▶ _Task goal_:
What follows is a listing; give it again exactly, in its entirety.

▶ _Records for this exercise_:
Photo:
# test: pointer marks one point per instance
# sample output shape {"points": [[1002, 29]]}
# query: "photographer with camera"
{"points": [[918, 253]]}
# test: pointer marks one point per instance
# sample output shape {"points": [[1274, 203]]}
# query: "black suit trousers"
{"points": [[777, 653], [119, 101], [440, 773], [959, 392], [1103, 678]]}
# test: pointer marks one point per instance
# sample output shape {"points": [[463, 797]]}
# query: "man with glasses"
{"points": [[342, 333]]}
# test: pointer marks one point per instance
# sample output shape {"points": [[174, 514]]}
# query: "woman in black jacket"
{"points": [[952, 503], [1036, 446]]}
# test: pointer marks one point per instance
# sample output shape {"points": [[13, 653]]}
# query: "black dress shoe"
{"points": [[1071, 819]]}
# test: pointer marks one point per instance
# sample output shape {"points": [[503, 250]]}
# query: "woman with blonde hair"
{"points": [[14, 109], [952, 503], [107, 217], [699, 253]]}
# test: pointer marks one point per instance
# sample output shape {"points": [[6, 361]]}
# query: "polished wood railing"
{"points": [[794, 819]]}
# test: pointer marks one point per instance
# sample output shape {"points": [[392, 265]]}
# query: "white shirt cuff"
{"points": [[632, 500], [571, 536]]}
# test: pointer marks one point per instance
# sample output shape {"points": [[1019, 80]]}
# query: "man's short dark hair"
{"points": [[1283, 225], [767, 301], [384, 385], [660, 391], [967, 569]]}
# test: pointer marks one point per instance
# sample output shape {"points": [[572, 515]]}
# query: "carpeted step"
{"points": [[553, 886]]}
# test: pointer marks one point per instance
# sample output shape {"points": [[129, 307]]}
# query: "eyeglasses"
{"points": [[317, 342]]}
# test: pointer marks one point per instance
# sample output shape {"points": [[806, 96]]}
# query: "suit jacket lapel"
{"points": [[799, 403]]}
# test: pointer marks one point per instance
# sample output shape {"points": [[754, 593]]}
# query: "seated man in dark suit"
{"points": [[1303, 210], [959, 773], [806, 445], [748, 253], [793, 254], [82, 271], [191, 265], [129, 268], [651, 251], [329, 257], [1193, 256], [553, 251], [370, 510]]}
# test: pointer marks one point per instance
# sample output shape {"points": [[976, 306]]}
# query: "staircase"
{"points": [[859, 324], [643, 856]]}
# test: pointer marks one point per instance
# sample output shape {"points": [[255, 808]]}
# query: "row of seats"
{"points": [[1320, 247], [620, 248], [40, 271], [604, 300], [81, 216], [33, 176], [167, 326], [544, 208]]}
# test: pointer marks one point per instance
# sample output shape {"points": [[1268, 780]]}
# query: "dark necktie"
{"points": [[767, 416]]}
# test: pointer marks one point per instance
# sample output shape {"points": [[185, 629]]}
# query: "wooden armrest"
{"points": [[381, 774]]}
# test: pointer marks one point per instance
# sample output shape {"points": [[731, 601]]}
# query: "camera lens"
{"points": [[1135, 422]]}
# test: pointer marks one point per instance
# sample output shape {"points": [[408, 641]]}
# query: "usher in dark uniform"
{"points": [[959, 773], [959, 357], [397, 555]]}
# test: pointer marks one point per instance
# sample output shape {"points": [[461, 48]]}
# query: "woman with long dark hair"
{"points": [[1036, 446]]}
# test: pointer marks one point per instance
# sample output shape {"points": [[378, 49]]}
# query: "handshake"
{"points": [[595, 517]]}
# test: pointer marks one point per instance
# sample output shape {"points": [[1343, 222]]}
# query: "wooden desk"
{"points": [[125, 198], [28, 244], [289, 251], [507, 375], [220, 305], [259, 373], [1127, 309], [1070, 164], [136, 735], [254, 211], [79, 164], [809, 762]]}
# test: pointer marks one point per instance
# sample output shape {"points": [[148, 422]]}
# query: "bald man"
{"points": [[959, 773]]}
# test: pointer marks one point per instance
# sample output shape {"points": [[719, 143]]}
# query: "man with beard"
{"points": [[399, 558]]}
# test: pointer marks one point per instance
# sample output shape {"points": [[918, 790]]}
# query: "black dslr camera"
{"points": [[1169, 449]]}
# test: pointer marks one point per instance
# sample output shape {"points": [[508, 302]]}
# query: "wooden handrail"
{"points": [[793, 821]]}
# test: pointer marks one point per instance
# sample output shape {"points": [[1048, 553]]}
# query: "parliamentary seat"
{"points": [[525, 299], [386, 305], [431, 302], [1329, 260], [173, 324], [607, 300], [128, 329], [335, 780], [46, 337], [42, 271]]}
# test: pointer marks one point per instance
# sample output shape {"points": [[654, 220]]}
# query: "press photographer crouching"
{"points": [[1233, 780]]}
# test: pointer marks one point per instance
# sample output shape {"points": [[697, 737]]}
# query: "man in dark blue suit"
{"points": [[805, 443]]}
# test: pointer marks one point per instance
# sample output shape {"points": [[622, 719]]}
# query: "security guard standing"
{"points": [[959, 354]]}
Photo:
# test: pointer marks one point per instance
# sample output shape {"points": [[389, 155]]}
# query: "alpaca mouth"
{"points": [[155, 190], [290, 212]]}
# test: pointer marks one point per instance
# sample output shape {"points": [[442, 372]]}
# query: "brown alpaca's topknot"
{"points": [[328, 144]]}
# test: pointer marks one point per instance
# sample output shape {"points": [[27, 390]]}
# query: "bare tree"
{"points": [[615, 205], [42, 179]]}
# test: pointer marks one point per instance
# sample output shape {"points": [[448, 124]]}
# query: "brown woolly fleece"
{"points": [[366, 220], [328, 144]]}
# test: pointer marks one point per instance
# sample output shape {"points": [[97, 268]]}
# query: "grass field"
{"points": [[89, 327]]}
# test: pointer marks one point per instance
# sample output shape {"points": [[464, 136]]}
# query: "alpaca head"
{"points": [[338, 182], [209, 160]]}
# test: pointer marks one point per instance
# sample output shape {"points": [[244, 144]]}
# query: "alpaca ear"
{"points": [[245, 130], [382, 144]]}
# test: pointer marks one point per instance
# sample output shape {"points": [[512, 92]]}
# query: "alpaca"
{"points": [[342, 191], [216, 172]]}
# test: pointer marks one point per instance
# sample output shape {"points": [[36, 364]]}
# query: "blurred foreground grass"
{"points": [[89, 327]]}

▶ _Exercise response_:
Photo:
# test: pointer marks one point per instance
# sample output shape {"points": [[1002, 29]]}
# query: "photographer with camera"
{"points": [[918, 253]]}
# test: pointer marks one point per instance
# sample output shape {"points": [[1274, 203]]}
# query: "black suit trousers"
{"points": [[777, 653], [119, 101], [440, 773], [959, 392], [1103, 678]]}
# test: pointer marks one point per instance
# sample output shape {"points": [[463, 797]]}
# query: "man with glasses"
{"points": [[342, 333]]}
# test: pointer marks one point per instance
# sample output shape {"points": [[174, 514]]}
# query: "woman in black jacket"
{"points": [[952, 503], [1036, 446]]}
# test: pointer marks one point per instance
# sample output shape {"points": [[13, 653]]}
# query: "black dress shoe"
{"points": [[1071, 819]]}
# test: pointer marks one point per instance
# sample output shape {"points": [[503, 250]]}
# query: "woman with blonde hair"
{"points": [[14, 109], [952, 503], [107, 217], [699, 253]]}
# test: pointer marks one point per instance
# sample output shape {"points": [[6, 361]]}
# query: "polished wood railing"
{"points": [[794, 819]]}
# test: pointer marks one point per instance
# sample output shape {"points": [[392, 265]]}
# query: "white shirt cuff"
{"points": [[632, 500], [571, 536]]}
# test: pointer marks one point per instance
# sample output shape {"points": [[1019, 80]]}
# query: "man's short dark hair"
{"points": [[1283, 225], [767, 301], [384, 385], [660, 391], [967, 569]]}
# test: pointer marks one point per instance
# sample output shape {"points": [[572, 515]]}
# query: "carpeted step"
{"points": [[553, 886]]}
# test: pointer marks one point per instance
# sample output shape {"points": [[129, 307]]}
# query: "eyeglasses"
{"points": [[317, 342]]}
# test: pointer marks one point per instance
# sample output shape {"points": [[806, 96]]}
# query: "suit jacket lapel"
{"points": [[799, 403]]}
# test: pointer marks one point per instance
# sample output shape {"points": [[754, 593]]}
# query: "seated man in dark suit"
{"points": [[1303, 210], [959, 773], [806, 445], [748, 253], [793, 254], [82, 271], [191, 265], [129, 268], [651, 251], [329, 257], [1193, 256], [553, 251], [370, 510]]}
# test: pointer marks one point per instance
# sample output shape {"points": [[976, 306]]}
# query: "staircase"
{"points": [[859, 324], [643, 856]]}
# test: pointer marks one point per instance
# sample output shape {"points": [[255, 808]]}
# query: "row of seats"
{"points": [[1320, 247], [620, 248], [40, 271], [604, 300], [81, 216], [33, 176], [167, 326], [544, 208]]}
# test: pointer marks one point per instance
# sample output shape {"points": [[1268, 780]]}
# query: "dark necktie"
{"points": [[767, 416]]}
# test: pointer marks one point per instance
# sample output shape {"points": [[185, 629]]}
# query: "wooden armrest"
{"points": [[381, 774]]}
# test: pointer marks one point per instance
# sample output shape {"points": [[731, 601]]}
# query: "camera lens"
{"points": [[1135, 422]]}
# test: pointer marks one point per instance
# sample output shape {"points": [[408, 641]]}
# query: "usher in dark uniform"
{"points": [[959, 773], [959, 357], [397, 555]]}
# test: pointer marks one point per instance
# sample output shape {"points": [[461, 48]]}
# query: "woman with long dark hair"
{"points": [[1036, 446]]}
# test: pointer marks one point per instance
# sample output shape {"points": [[378, 49]]}
# query: "handshake"
{"points": [[595, 517]]}
# test: pointer marks one point per instance
# sample output shape {"points": [[1343, 222]]}
# query: "wooden desk"
{"points": [[125, 198], [28, 244], [289, 251], [507, 375], [220, 305], [259, 373], [1127, 309], [1070, 164], [136, 735], [254, 211], [79, 164], [809, 762]]}
# test: pointer marks one point per instance
# sample output shape {"points": [[148, 422]]}
# query: "bald man"
{"points": [[959, 773]]}
# test: pointer marks one point per instance
# sample output shape {"points": [[719, 143]]}
# query: "man with beard"
{"points": [[399, 558]]}
# test: pointer marks one point per instance
# sample output shape {"points": [[918, 790]]}
# query: "black dslr camera"
{"points": [[1169, 449]]}
# test: pointer marks one point per instance
# sample output shape {"points": [[508, 302]]}
# query: "wooden handrail"
{"points": [[793, 821]]}
# test: pointer marks one point per instance
# sample output shape {"points": [[1048, 553]]}
# query: "parliamentary seat"
{"points": [[525, 299], [386, 305], [431, 302], [1329, 260], [173, 324], [607, 300], [128, 329], [335, 780], [46, 337], [42, 271]]}
# test: pointer marks one point per instance
# sample output shape {"points": [[654, 220]]}
# query: "press photographer crouching"
{"points": [[1233, 780]]}
# test: pointer marks one point per instance
# sample output shape {"points": [[697, 737]]}
# query: "man in dark blue suit"
{"points": [[805, 443]]}
# test: pointer marks one point per instance
# sample output shape {"points": [[622, 719]]}
# query: "security guard standing"
{"points": [[959, 354]]}
Photo:
# test: pointer marks one point per instance
# sample output shape {"points": [[389, 155]]}
# query: "alpaca mouth"
{"points": [[155, 190], [290, 212]]}
# test: pointer marks one point per instance
# sample output shape {"points": [[442, 372]]}
# query: "brown alpaca's topknot"
{"points": [[328, 144]]}
# test: pointer marks one point per instance
# sample output shape {"points": [[27, 390]]}
# query: "bare tree"
{"points": [[615, 205], [42, 179]]}
# test: pointer marks one point per instance
# sample output shape {"points": [[448, 124]]}
# query: "brown woolly fleece"
{"points": [[366, 220], [328, 144]]}
# test: pointer marks one point per instance
# sample output shape {"points": [[97, 268]]}
# query: "grass field"
{"points": [[89, 327]]}
# test: pointer marks one point per instance
# sample output shape {"points": [[464, 136]]}
# query: "alpaca head"
{"points": [[338, 182], [209, 160]]}
# test: pointer marks one point per instance
# sample output shape {"points": [[244, 144]]}
# query: "alpaca ear"
{"points": [[245, 130], [382, 144]]}
# test: pointer marks one point per instance
# sample output shape {"points": [[512, 92]]}
# query: "alpaca"
{"points": [[342, 191], [216, 172]]}
# test: pointer marks one point per instance
# sample output shape {"points": [[36, 364]]}
# query: "blurred foreground grass"
{"points": [[89, 327]]}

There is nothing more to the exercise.